§ **CHALLENGE**
Transcribe every line, keeping it exact.

begin DATA PROVIDED

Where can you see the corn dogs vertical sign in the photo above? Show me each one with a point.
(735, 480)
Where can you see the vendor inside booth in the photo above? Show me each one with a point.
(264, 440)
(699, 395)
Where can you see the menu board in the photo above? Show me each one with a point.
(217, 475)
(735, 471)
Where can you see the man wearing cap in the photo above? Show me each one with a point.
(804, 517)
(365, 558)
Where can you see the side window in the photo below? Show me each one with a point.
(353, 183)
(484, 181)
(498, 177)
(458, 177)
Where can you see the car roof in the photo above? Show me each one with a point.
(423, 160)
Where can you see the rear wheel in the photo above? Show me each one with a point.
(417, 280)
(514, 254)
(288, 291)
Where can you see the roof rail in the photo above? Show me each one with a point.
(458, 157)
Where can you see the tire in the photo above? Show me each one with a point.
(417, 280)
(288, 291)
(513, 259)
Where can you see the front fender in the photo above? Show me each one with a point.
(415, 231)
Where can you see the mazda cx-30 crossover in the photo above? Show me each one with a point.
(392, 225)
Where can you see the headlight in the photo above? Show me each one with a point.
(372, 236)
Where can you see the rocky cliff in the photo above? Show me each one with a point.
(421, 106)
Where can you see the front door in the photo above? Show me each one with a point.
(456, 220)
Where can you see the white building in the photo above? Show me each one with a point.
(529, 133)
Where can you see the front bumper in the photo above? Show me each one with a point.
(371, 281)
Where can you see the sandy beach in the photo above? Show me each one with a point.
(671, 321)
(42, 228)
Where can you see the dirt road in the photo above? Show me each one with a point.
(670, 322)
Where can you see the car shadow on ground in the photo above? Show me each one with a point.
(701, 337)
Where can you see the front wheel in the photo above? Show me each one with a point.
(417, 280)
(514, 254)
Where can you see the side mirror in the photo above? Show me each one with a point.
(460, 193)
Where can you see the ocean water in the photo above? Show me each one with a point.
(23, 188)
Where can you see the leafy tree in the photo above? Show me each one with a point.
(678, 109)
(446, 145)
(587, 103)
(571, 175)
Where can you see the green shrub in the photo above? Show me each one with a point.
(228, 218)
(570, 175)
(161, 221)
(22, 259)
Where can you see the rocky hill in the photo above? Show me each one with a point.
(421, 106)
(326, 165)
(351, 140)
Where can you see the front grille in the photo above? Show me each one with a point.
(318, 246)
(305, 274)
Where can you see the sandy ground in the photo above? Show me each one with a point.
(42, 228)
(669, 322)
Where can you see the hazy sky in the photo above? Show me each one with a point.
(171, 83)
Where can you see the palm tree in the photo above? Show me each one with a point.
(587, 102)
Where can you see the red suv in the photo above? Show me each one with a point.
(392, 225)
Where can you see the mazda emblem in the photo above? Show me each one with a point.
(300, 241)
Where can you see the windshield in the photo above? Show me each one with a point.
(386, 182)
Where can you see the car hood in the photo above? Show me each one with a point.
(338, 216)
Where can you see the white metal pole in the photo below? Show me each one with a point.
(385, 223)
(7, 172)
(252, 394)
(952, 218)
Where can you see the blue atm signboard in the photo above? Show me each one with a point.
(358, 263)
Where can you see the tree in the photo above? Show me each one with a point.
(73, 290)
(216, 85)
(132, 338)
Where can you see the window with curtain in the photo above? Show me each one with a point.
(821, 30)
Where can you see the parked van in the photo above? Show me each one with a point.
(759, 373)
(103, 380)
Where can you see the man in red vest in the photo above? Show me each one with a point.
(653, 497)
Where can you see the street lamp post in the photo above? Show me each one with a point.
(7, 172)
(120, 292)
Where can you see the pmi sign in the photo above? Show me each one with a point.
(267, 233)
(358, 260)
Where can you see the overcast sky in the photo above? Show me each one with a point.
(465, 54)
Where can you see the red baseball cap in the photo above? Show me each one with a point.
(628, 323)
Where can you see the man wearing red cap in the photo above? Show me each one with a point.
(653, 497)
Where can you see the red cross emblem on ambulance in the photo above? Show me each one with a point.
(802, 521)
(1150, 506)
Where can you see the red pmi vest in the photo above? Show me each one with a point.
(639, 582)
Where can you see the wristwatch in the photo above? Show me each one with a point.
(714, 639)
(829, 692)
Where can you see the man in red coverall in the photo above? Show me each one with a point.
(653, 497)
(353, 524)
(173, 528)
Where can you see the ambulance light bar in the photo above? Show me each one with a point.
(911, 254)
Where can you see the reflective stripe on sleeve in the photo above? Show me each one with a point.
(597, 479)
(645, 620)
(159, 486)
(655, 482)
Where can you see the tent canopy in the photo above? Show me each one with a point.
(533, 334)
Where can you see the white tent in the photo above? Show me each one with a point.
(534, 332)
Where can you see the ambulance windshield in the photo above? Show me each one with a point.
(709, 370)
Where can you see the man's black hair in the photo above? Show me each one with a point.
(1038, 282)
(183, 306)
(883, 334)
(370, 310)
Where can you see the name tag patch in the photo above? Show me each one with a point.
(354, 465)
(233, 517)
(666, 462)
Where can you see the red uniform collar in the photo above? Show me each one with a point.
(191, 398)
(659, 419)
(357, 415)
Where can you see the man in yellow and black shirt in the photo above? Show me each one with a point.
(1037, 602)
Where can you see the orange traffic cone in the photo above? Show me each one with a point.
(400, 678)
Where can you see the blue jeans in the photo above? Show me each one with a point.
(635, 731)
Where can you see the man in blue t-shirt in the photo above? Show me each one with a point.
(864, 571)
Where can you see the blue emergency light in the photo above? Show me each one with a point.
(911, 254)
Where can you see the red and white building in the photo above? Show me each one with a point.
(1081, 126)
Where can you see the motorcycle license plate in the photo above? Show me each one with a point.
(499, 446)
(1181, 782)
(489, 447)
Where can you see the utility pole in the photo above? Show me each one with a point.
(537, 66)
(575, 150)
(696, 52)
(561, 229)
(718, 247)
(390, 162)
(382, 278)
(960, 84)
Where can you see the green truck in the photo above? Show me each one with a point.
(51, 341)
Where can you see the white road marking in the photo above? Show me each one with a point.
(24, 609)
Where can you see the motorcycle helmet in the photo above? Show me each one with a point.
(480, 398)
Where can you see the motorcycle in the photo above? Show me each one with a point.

end DATA PROVIDED

§ **SOLVED EXERCISE**
Where can you see the corn dogs vertical sign in the photo above? Show me each one with a point.
(735, 480)
Where can you see the vendor inside booth in the photo above? Show me each one with a point.
(264, 440)
(699, 395)
Where can you see the menu board in the photo above? Show me each one with a point.
(217, 475)
(735, 471)
Where can you see the man wearing cap in the photo above? Show me each one with a point.
(804, 517)
(365, 558)
Where can you see the side window in the photo below? Show me each one with a point.
(353, 183)
(484, 181)
(498, 177)
(458, 177)
Where can you see the car roof in the photo above? Show me each one with a point.
(423, 160)
Where can you see the rear wheel in the photo above? Show me each one with a point.
(417, 280)
(514, 254)
(288, 291)
Where can you see the roof rail in the photo above? Show me each one with a point.
(458, 157)
Where can you see the tire in the photo above? Show me each one with a point.
(417, 280)
(288, 291)
(513, 259)
Where can you see the front fender in the photo above? Show me each one with a point.
(415, 231)
Where can you see the mazda cx-30 crossover in the photo above? Show me each one with a point.
(392, 225)
Where can you see the headlight in the photo above? Show me each one with a point.
(372, 236)
Where can you see the rocky cliff in the photo above? Show me each one with a point.
(421, 106)
Where can you see the front door in the photo above? Show me each one with a point.
(456, 220)
Where can you see the white building in the photo above? Show me each one with a point.
(529, 133)
Where can you see the front bumper in the photo above? Show me each one with a point.
(371, 281)
Where can you see the sandy beach in the photo above? Show me each one with a point.
(671, 321)
(42, 228)
Where can you see the dirt road in the photo above? Show me each one with a point.
(670, 322)
Where can you see the car shadow on ground in the photo above? Show me each one with a point.
(701, 337)
Where can you see the front wheel in the photo above? Show me each one with a point.
(417, 280)
(514, 254)
Where can you see the side mirror in the photo above? Show me each one with a point.
(460, 193)
Where can you see the ocean water in the photo above? Show me each one with a point.
(23, 188)
Where can you see the leafy tree in the photo above? Show me each one with a point.
(678, 109)
(446, 145)
(587, 103)
(571, 175)
Where can you see the green shrub in the photo above? Show me each one with a point.
(228, 218)
(570, 175)
(161, 221)
(22, 259)
Where can you see the rocky hill in the photo above? Show me each one with a point.
(421, 106)
(326, 165)
(351, 140)
Where can you see the front grille in the photo above? Show me each one with a point.
(318, 246)
(305, 274)
Where can you see the sandy ground in the photo above? Show me each one with a point.
(42, 228)
(669, 322)
Where can you see the hazy sky in the photo above? Show me each one with a point.
(171, 83)
Where can you see the palm tree in the photo above? Show me each one with a point.
(587, 102)
Where can you see the red suv in the photo above? Show me each one with a point.
(392, 225)
Where can you see the mazda emblem in the photo above? Show me each one with a point.
(300, 241)
Where can you see the windshield in the photo above? Show me each one with a point.
(386, 182)
Where can you see the car hood in the photo above? Show me each one with a point.
(338, 216)
Where can you see the white metal pole in the photo below? Show me each one with a point.
(385, 223)
(7, 172)
(252, 394)
(952, 218)
Where can you see the blue atm signboard in the photo above? Show me each one with a point.
(358, 263)
Where can you see the tree in the photo above? Show me each one with a point.
(73, 290)
(216, 85)
(132, 338)
Where can you see the window with curtain in the photo above? Show me each one with a point.
(821, 30)
Where can you see the parked van in the photo above? Show me each one with a point.
(759, 373)
(103, 380)
Where can you see the man in red vest in the photo above? Show me each one with a point.
(653, 497)
Where can you see the street lamp post in the photo above? Show me each one with a point.
(7, 172)
(120, 292)
Where can you see the pmi sign in the photo above? Show me each one with a point.
(267, 233)
(358, 260)
Where can you see the overcast sky in the photo above? Show me each one with a point.
(465, 54)
Where can you see the red baseball cap in the photo above? Show me each one with a point.
(628, 323)
Where can you see the man wearing red cap in the photo above? Show me each one with a point.
(653, 497)
Where can you see the red cross emblem on ambulance in the photo above? Show me each one with a point.
(802, 521)
(1150, 506)
Where can you see the red pmi vest in the photo above? Show me each one with a point.
(639, 582)
Where can you see the wristwatch in the photo above? Show me each one with a point.
(714, 639)
(829, 692)
Where can you see the man in red coverall in the photo above? Show me each one with a point.
(653, 497)
(353, 524)
(173, 528)
Where can you see the ambulance light bar in the photo above? Show me each one with a point.
(911, 254)
Where can you see the reflective stripe on sleeve in the photo above? Show me each one with a point.
(597, 479)
(645, 620)
(159, 486)
(655, 482)
Where can you see the tent canopy in the photo above? Show me each one with a point.
(533, 334)
Where can you see the white tent in the photo above? Show me each one with a point.
(534, 332)
Where can you see the ambulance windshield in the photo above? Show me each one with a point.
(709, 370)
Where can you see the man's black hair in the photo above? Show me each one with a point.
(1038, 282)
(183, 306)
(883, 334)
(370, 310)
Where can you see the name tag patch in the photo above? Show me each one with a point.
(354, 465)
(233, 517)
(666, 462)
Where can you see the red uniform collar in the photo above? Show me each one with a point.
(191, 398)
(659, 419)
(357, 415)
Where can you see the man in yellow and black shirt in the photo above? Show me each one with a point.
(1037, 602)
Where can you see the orange traffic cone in the photo above? Show me each one with a point.
(400, 678)
Where can you see the blue jeans in the photo above? Show me each one with a point.
(635, 731)
Where can you see the man in blue t-shirt in the photo above? Show me each one with a point.
(864, 571)
Where can you see the blue emergency light in the photo above? Show me each one with a point.
(911, 254)
Where can you see the red and white building in the photo above? Show me each one with a point.
(1081, 126)
Where can you see the motorcycle license plate in the photo above? Show me each one with a point.
(499, 446)
(1181, 782)
(489, 447)
Where can you see the utility pole in the photo above? Show me each one with a point.
(537, 66)
(575, 150)
(696, 52)
(561, 229)
(718, 247)
(390, 162)
(382, 278)
(960, 84)
Where can you see the green truck in the photo above? Show me each one with a point.
(51, 341)
Where can you see the white road marking in the photo above? Show me each one with a point.
(24, 609)
Where can you see the motorcycle helmet in the photo above? Show me each one with a point.
(480, 398)
Where can you see the motorcycle in the photo above? Show me each one with a point.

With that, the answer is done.